- [Given task]
Report every line in the coordinate labeling data below that contains the string "court".

(Coordinate labeling data)
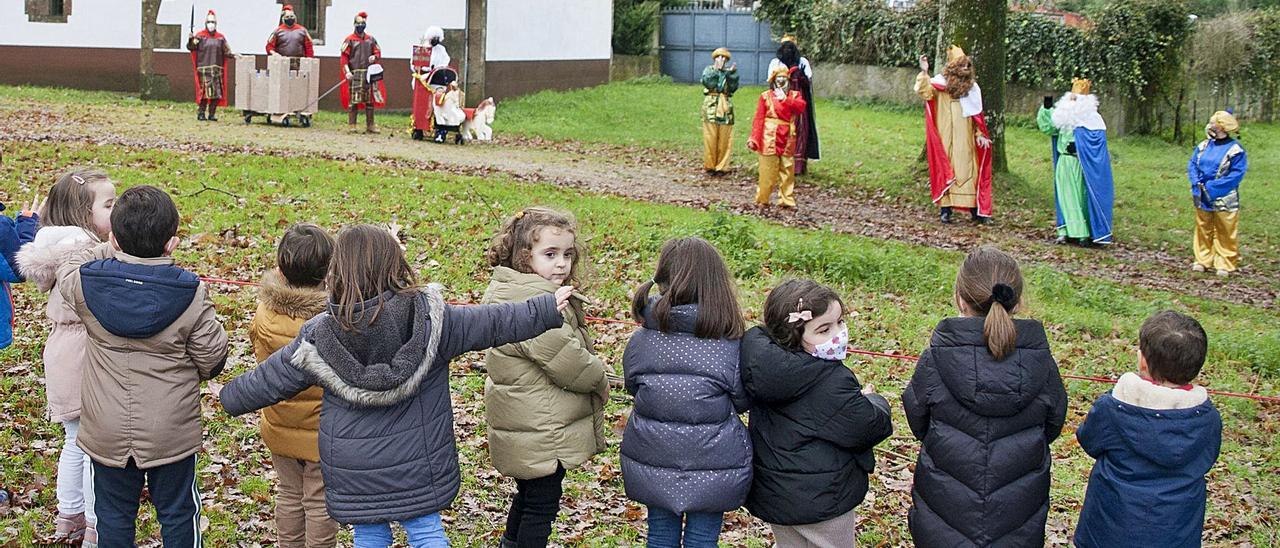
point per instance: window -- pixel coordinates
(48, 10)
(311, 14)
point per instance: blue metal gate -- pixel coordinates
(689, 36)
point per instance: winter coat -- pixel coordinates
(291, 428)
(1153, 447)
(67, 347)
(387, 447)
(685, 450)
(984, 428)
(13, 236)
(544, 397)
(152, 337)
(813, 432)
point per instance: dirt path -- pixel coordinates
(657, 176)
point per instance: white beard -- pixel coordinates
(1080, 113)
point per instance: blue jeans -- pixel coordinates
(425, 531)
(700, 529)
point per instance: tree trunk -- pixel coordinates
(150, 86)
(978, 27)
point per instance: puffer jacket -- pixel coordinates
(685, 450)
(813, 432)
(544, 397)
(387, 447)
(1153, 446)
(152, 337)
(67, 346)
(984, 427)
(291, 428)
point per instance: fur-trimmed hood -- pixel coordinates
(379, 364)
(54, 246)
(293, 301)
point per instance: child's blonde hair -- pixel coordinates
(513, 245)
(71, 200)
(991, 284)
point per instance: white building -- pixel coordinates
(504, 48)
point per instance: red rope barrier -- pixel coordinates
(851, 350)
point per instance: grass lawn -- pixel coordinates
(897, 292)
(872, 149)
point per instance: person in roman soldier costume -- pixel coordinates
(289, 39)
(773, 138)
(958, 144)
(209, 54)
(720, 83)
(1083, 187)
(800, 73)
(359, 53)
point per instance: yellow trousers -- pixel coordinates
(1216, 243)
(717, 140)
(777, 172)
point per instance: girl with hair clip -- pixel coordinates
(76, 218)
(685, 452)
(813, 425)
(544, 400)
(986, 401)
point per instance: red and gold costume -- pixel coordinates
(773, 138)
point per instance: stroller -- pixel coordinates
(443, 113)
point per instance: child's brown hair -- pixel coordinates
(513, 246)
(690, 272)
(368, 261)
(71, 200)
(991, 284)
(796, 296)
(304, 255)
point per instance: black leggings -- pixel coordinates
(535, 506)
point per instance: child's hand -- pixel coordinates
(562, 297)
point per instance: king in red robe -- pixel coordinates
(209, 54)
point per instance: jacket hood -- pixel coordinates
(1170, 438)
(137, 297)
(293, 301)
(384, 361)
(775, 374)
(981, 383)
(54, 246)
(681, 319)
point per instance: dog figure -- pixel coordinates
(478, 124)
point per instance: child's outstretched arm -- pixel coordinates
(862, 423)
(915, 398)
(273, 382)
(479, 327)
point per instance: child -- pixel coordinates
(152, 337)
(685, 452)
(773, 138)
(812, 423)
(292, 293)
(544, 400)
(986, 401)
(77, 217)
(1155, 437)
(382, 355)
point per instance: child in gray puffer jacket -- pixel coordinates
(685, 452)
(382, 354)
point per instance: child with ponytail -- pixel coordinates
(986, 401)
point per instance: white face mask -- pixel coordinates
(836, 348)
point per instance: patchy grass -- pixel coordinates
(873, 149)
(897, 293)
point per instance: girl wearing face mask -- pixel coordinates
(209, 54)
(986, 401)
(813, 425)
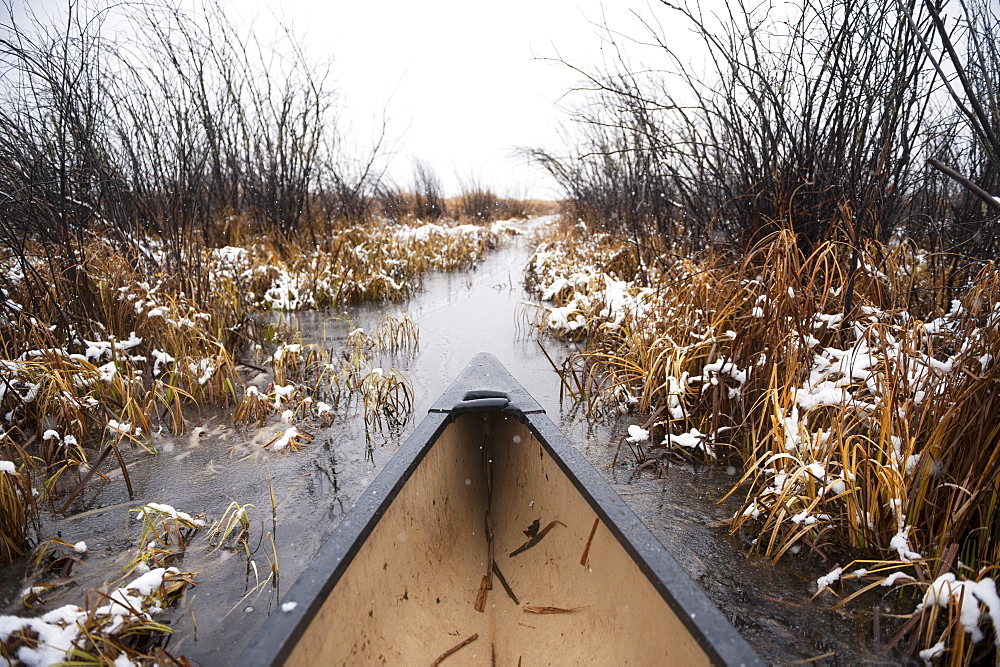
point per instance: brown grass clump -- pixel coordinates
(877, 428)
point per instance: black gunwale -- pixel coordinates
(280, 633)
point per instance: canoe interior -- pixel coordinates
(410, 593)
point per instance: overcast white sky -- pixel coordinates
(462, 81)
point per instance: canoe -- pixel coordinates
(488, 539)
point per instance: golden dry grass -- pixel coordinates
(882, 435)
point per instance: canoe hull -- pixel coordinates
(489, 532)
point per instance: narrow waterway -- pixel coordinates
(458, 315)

==

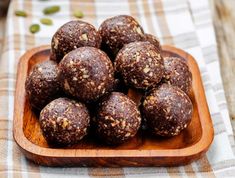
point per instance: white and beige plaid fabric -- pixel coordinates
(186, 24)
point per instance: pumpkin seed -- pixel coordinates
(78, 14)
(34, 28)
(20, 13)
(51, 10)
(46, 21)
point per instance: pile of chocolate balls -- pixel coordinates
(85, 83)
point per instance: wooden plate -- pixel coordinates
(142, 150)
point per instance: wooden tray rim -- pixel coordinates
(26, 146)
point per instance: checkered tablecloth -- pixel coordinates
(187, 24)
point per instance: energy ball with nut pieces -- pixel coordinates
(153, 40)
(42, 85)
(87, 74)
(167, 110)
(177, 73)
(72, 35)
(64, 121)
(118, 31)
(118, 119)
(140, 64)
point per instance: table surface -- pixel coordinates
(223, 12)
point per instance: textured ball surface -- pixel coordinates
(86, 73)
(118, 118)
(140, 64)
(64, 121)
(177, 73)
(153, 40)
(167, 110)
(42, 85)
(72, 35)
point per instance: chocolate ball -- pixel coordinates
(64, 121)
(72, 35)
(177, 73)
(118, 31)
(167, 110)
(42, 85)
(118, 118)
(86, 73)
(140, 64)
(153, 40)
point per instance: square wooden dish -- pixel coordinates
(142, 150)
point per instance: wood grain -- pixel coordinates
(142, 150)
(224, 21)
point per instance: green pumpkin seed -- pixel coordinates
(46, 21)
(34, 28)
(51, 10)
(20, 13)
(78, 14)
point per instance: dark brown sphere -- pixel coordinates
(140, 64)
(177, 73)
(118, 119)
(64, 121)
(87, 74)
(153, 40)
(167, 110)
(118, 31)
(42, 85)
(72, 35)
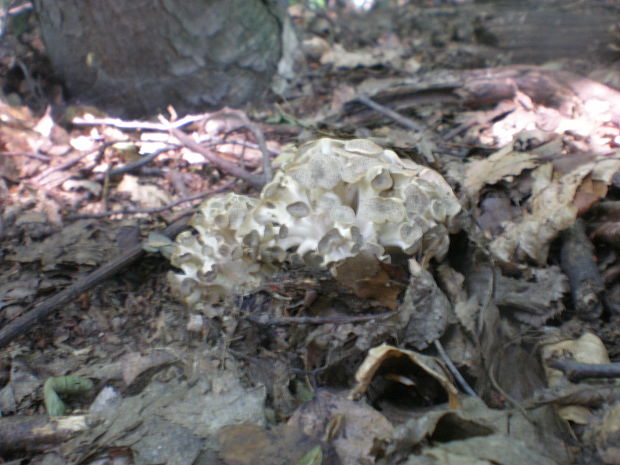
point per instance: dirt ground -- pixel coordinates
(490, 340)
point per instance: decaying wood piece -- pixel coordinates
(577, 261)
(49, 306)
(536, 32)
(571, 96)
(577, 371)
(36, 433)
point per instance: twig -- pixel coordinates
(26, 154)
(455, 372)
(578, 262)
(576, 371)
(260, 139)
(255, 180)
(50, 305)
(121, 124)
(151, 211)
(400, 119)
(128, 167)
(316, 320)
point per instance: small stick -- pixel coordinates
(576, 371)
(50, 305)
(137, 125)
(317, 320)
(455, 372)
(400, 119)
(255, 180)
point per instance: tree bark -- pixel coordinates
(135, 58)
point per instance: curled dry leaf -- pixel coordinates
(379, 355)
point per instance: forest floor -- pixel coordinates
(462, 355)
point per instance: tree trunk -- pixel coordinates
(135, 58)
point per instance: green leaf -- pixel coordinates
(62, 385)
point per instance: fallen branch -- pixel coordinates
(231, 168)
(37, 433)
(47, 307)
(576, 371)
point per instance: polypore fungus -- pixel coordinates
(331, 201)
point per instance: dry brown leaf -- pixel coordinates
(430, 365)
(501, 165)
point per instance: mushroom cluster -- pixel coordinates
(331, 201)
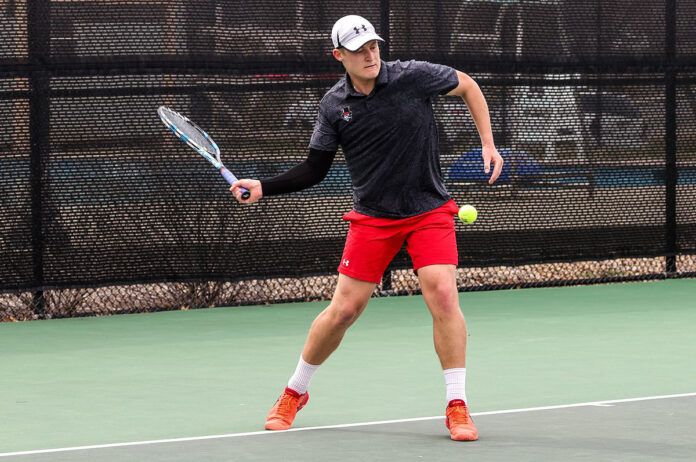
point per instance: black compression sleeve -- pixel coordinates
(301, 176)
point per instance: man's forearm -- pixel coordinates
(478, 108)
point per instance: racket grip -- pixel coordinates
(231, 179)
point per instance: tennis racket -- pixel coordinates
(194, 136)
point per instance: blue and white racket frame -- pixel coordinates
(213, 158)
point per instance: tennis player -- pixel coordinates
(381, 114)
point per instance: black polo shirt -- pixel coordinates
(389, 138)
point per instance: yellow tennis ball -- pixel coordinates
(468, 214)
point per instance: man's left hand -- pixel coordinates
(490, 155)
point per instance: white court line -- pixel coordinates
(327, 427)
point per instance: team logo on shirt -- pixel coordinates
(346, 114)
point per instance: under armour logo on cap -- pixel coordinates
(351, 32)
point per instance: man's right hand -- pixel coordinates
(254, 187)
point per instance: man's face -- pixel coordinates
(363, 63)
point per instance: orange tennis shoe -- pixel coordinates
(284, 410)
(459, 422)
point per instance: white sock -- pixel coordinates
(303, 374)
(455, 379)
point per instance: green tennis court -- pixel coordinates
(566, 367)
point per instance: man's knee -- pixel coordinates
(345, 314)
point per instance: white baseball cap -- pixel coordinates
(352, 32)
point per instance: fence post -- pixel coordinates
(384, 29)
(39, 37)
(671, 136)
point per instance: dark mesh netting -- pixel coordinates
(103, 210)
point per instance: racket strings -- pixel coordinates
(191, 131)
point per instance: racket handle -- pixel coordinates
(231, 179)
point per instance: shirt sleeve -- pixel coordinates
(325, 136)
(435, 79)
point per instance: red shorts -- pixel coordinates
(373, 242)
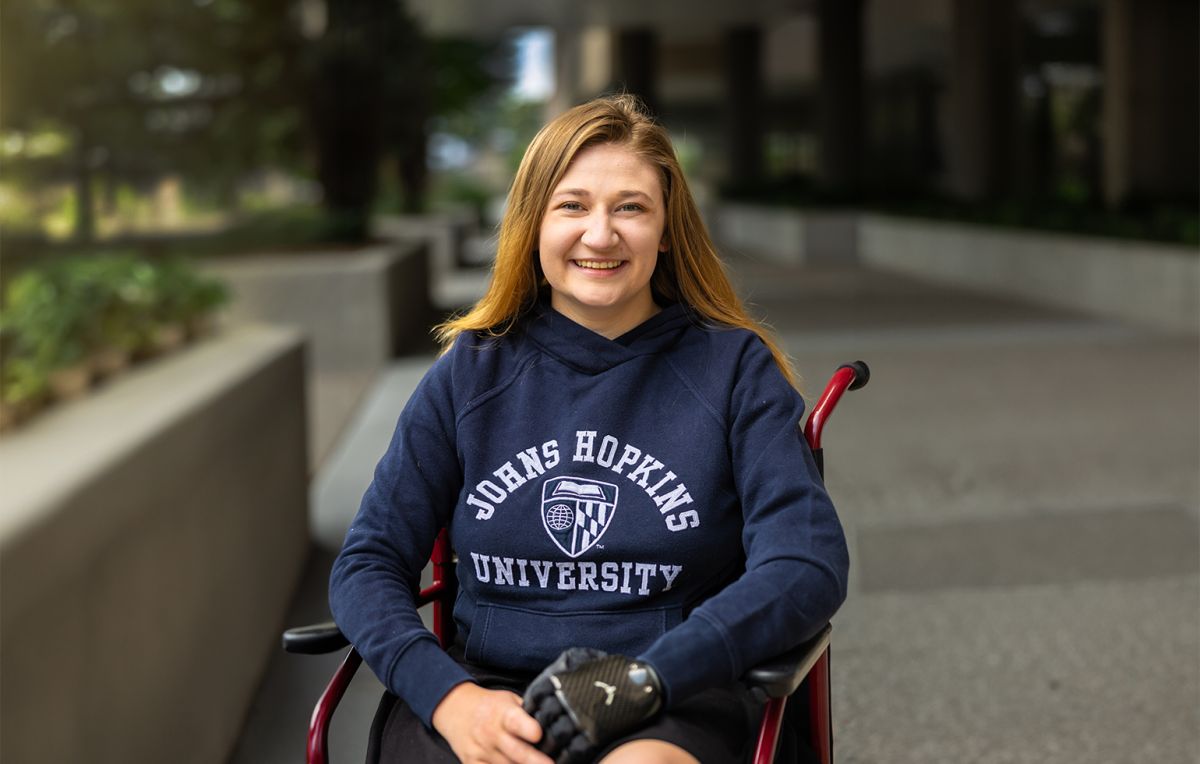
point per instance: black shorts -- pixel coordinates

- [Result for this exercise]
point per instance: white court line -- pixel coordinates
point per instance: green tennis court -- pixel coordinates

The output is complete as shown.